_Set exercise_. Pick out each line in the data below that contains the word "what" and copy those lines.

_Dataset records_.
§

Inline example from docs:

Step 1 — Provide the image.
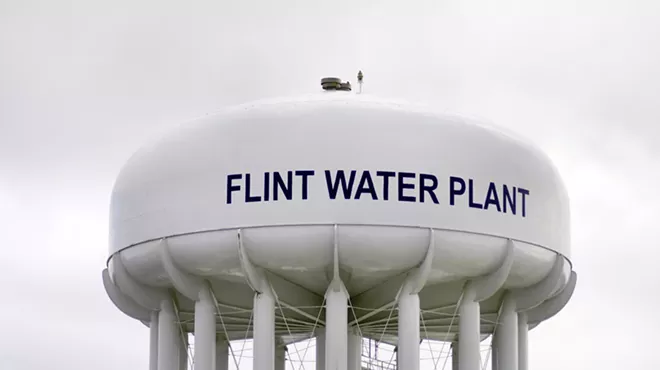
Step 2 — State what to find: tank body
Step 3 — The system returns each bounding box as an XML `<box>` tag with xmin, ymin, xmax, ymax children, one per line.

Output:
<box><xmin>108</xmin><ymin>93</ymin><xmax>571</xmax><ymax>370</ymax></box>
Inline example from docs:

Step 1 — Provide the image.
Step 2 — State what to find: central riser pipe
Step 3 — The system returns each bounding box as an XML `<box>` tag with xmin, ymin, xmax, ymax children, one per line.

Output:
<box><xmin>253</xmin><ymin>292</ymin><xmax>275</xmax><ymax>370</ymax></box>
<box><xmin>397</xmin><ymin>294</ymin><xmax>420</xmax><ymax>370</ymax></box>
<box><xmin>325</xmin><ymin>289</ymin><xmax>348</xmax><ymax>370</ymax></box>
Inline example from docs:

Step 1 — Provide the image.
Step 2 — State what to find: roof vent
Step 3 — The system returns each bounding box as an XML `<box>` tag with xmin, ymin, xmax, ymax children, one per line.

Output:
<box><xmin>321</xmin><ymin>77</ymin><xmax>352</xmax><ymax>91</ymax></box>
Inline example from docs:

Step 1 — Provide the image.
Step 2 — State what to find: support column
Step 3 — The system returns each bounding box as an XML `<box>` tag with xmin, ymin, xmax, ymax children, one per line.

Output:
<box><xmin>348</xmin><ymin>332</ymin><xmax>362</xmax><ymax>370</ymax></box>
<box><xmin>252</xmin><ymin>292</ymin><xmax>275</xmax><ymax>370</ymax></box>
<box><xmin>149</xmin><ymin>311</ymin><xmax>158</xmax><ymax>370</ymax></box>
<box><xmin>158</xmin><ymin>300</ymin><xmax>179</xmax><ymax>370</ymax></box>
<box><xmin>195</xmin><ymin>289</ymin><xmax>215</xmax><ymax>370</ymax></box>
<box><xmin>458</xmin><ymin>282</ymin><xmax>481</xmax><ymax>370</ymax></box>
<box><xmin>325</xmin><ymin>281</ymin><xmax>348</xmax><ymax>370</ymax></box>
<box><xmin>215</xmin><ymin>336</ymin><xmax>229</xmax><ymax>370</ymax></box>
<box><xmin>497</xmin><ymin>292</ymin><xmax>518</xmax><ymax>370</ymax></box>
<box><xmin>316</xmin><ymin>329</ymin><xmax>325</xmax><ymax>370</ymax></box>
<box><xmin>397</xmin><ymin>293</ymin><xmax>420</xmax><ymax>370</ymax></box>
<box><xmin>275</xmin><ymin>345</ymin><xmax>286</xmax><ymax>370</ymax></box>
<box><xmin>451</xmin><ymin>341</ymin><xmax>460</xmax><ymax>370</ymax></box>
<box><xmin>179</xmin><ymin>333</ymin><xmax>188</xmax><ymax>370</ymax></box>
<box><xmin>490</xmin><ymin>329</ymin><xmax>500</xmax><ymax>370</ymax></box>
<box><xmin>518</xmin><ymin>312</ymin><xmax>529</xmax><ymax>370</ymax></box>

§

_Exercise output_.
Step 2 — State what to find: tank body
Step 2 — State what to find: central riser pipe
Step 2 — State what to find: roof vent
Step 2 — State what to find: support column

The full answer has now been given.